▸ Challenge:
Work out how many lines of the material below contain the string "jacket", and reply with that number alone.
========================================
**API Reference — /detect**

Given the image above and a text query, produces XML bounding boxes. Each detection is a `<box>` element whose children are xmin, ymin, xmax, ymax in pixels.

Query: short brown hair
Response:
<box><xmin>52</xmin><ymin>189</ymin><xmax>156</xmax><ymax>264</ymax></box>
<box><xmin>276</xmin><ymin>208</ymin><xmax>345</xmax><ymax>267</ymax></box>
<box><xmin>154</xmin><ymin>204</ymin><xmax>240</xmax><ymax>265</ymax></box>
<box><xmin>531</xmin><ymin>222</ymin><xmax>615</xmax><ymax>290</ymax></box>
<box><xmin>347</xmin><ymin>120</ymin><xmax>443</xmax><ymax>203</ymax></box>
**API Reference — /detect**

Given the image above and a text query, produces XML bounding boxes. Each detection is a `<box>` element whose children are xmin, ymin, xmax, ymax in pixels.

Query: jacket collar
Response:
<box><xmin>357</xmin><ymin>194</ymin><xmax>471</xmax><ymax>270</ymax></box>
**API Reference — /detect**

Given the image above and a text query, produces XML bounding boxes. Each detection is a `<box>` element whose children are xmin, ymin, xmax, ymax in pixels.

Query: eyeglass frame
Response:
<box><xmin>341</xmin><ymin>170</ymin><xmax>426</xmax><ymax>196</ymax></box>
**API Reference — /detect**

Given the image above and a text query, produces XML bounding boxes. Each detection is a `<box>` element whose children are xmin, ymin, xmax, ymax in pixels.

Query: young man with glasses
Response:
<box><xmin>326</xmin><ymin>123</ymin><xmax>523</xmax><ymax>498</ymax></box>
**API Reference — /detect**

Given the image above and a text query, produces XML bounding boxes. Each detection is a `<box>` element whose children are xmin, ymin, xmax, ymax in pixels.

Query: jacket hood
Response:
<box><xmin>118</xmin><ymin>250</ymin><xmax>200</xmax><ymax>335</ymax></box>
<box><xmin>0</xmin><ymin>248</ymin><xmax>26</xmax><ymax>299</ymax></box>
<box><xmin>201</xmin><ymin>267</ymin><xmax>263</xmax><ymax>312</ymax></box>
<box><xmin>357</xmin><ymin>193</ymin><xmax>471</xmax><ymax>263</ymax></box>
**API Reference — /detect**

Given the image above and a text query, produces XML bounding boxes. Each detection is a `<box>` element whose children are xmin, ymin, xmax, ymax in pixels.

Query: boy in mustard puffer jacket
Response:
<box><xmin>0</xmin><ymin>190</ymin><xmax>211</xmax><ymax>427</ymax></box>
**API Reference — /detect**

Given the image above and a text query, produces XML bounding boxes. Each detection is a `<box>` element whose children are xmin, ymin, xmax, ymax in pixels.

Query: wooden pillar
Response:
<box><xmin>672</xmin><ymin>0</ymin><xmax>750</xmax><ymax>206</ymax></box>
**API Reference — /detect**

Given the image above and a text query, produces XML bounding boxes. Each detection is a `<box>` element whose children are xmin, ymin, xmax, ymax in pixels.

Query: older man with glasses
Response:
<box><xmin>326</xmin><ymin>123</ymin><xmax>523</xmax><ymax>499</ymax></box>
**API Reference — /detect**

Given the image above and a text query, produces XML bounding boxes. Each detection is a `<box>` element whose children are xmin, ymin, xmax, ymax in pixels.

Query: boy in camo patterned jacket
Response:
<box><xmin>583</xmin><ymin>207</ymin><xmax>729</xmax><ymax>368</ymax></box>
========================================
▸ The answer:
4